EXERCISE TASK
Reproduce the data below word for word, starting with the line that contains "point: cloudy sky" and going on through the end of the data. Leave the pictures out of your output.
+ + + + + + +
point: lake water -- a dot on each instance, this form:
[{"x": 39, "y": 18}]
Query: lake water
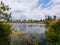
[{"x": 29, "y": 28}]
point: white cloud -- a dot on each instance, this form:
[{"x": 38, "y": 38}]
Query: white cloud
[{"x": 23, "y": 9}]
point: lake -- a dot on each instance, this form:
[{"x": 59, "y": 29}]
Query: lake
[
  {"x": 29, "y": 28},
  {"x": 32, "y": 33}
]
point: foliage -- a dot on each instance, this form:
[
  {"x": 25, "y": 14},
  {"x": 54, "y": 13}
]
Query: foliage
[
  {"x": 53, "y": 33},
  {"x": 5, "y": 32},
  {"x": 3, "y": 12},
  {"x": 5, "y": 29}
]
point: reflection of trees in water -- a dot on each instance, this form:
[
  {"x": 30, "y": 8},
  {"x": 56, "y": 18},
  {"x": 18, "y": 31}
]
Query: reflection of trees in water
[{"x": 30, "y": 39}]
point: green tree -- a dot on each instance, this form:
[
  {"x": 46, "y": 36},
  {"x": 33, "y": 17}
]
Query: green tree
[
  {"x": 5, "y": 29},
  {"x": 53, "y": 33},
  {"x": 3, "y": 11}
]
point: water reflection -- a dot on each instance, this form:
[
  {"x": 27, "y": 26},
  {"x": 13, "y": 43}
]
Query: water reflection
[{"x": 29, "y": 28}]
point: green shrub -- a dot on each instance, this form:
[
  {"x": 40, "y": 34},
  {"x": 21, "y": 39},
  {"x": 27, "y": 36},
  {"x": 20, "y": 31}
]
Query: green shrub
[{"x": 53, "y": 33}]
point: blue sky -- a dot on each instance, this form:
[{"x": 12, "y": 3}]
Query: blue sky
[{"x": 33, "y": 9}]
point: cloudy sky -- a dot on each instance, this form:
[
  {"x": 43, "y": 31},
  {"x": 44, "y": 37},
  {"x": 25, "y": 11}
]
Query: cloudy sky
[{"x": 33, "y": 9}]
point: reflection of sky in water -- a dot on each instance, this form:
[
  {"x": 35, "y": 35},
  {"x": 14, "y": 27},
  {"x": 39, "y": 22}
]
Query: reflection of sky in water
[{"x": 29, "y": 28}]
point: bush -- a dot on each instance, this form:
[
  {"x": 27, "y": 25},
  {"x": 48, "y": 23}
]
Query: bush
[
  {"x": 53, "y": 33},
  {"x": 5, "y": 32}
]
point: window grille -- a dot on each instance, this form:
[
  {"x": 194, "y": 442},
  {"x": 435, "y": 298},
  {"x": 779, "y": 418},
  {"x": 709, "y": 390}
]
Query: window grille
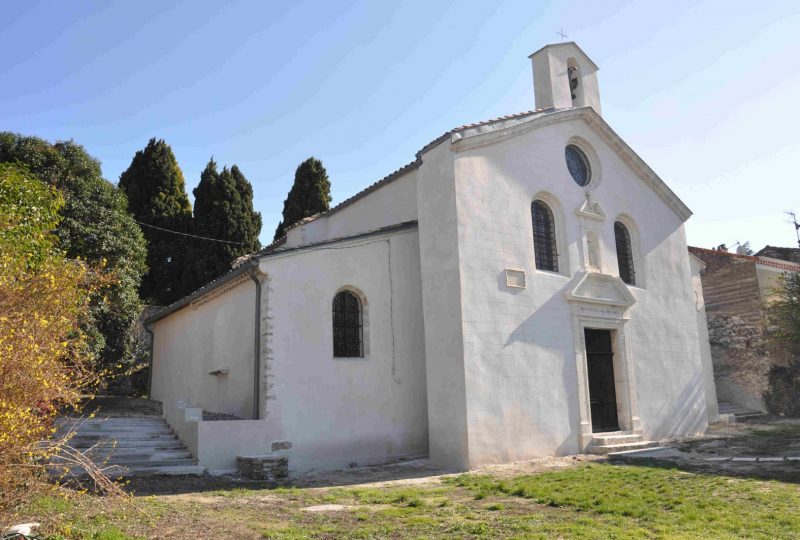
[
  {"x": 624, "y": 253},
  {"x": 348, "y": 331},
  {"x": 544, "y": 237}
]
+ + + + + + +
OUTPUT OF THE EXERCISE
point: cloudy sky -- a dot on each instance, this form:
[
  {"x": 43, "y": 31},
  {"x": 44, "y": 37},
  {"x": 25, "y": 11}
]
Query: cloudy sky
[{"x": 33, "y": 9}]
point: reflection of sky in water -- a dot on each instance, this form:
[
  {"x": 35, "y": 35},
  {"x": 14, "y": 27},
  {"x": 39, "y": 22}
]
Query: reflection of sky in water
[{"x": 29, "y": 28}]
point: bush -- a dot on each instance, this form:
[
  {"x": 27, "y": 25},
  {"x": 48, "y": 23}
]
Query: bush
[
  {"x": 53, "y": 33},
  {"x": 5, "y": 32}
]
point: window grille -- a dot on each instance, this form:
[
  {"x": 194, "y": 442},
  {"x": 435, "y": 298},
  {"x": 779, "y": 418},
  {"x": 709, "y": 390}
]
Query: window grille
[
  {"x": 624, "y": 253},
  {"x": 348, "y": 331},
  {"x": 544, "y": 237}
]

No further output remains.